### TASK BRIEF
Your task is to copy the material exactly.

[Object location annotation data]
::::
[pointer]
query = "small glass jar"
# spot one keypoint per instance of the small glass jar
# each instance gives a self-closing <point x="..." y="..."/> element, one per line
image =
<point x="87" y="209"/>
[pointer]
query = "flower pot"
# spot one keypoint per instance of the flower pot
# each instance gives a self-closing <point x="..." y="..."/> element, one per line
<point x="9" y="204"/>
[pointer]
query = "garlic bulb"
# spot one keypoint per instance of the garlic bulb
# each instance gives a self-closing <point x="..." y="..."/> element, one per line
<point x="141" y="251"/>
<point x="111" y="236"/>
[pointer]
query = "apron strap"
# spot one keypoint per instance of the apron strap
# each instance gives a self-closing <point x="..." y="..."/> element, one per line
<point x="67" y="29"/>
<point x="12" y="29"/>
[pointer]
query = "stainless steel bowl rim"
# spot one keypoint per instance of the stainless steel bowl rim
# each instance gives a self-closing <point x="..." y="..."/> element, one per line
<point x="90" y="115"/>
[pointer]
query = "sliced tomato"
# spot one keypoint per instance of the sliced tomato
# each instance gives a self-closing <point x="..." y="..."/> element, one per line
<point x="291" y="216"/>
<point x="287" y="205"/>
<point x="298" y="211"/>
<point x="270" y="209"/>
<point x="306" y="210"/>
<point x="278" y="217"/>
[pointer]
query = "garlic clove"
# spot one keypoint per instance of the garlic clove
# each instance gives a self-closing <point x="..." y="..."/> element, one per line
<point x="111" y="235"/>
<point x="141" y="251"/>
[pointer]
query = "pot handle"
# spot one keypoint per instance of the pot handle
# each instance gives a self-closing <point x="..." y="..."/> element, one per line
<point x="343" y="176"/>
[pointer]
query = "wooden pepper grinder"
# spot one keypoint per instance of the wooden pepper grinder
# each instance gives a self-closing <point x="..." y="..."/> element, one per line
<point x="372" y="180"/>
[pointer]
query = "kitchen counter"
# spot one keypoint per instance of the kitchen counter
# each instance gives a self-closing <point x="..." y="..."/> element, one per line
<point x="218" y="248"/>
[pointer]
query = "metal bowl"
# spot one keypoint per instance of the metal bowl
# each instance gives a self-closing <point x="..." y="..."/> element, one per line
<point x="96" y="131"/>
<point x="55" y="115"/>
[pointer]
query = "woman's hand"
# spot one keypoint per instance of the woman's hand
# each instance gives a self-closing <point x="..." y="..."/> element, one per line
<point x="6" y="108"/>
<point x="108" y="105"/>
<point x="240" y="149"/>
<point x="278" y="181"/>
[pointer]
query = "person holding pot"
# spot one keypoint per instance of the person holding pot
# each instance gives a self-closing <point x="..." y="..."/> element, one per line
::::
### TASK RESULT
[pointer]
query = "small glass jar"
# spot one keypoint per instance of the small glass jar
# each instance gives a self-closing <point x="..." y="..."/> element, one per line
image =
<point x="87" y="209"/>
[pointer]
query = "flower pot"
# spot one keypoint per instance of the flower pot
# each instance gives a self-closing <point x="..." y="..."/> element, one per line
<point x="9" y="204"/>
[pointer]
query = "garlic bulb"
# spot one keypoint per instance of the garlic bulb
# each instance gives a self-closing <point x="..." y="..."/> element, one per line
<point x="141" y="251"/>
<point x="111" y="236"/>
[pointer]
query = "apron strap"
# spot one keypoint per instance of the apron strap
# each instance gives a self-closing <point x="..." y="..."/> element, one per line
<point x="67" y="29"/>
<point x="12" y="29"/>
[pointer]
query = "stainless steel bowl rim"
# spot one keypoint per instance of the stainless steel bowl rim
# each instance gives a self-closing <point x="..." y="..."/> element, one per line
<point x="90" y="115"/>
[pointer]
query = "sliced tomato"
# spot one keypoint per instance of the sliced tomato
# each instance gives a self-closing <point x="..." y="..."/> element, one per line
<point x="291" y="216"/>
<point x="287" y="205"/>
<point x="298" y="211"/>
<point x="270" y="209"/>
<point x="306" y="210"/>
<point x="278" y="217"/>
[pointer]
query = "garlic clove"
# spot one keypoint per instance of the garlic clove
# each instance gives a self-closing <point x="..." y="..."/> element, one per line
<point x="111" y="235"/>
<point x="141" y="251"/>
[pointer]
query = "pot handle"
# spot one keypoint per instance of the pot handle
# each instance gives a self-closing <point x="..." y="..."/> element, one per line
<point x="343" y="176"/>
[pointer]
query = "wooden pepper grinder"
# spot one keypoint per instance of the wooden pepper grinder
# each instance gives a self-closing <point x="..." y="..."/> element, one per line
<point x="372" y="180"/>
[pointer]
query = "kitchen counter"
# spot one keypoint per instance of the kitchen counter
# each instance gives a self-closing <point x="..." y="..."/> element, one per line
<point x="218" y="248"/>
[pointer]
query = "metal bowl"
# spot one keypoint per instance of the metal bowl
# each instance gives a self-closing <point x="..." y="..."/> element, one per line
<point x="96" y="131"/>
<point x="55" y="115"/>
[pointer]
query = "woman's hand"
# spot one keypoint per instance of the woman's hand
# each instance gives a self-closing <point x="..." y="..."/> element, one per line
<point x="6" y="108"/>
<point x="108" y="105"/>
<point x="240" y="149"/>
<point x="278" y="181"/>
[pointer]
query = "person holding pot"
# spot one keypoint per instance of the person holding pot
# each instance gives a self-closing <point x="..." y="..."/> element, one per line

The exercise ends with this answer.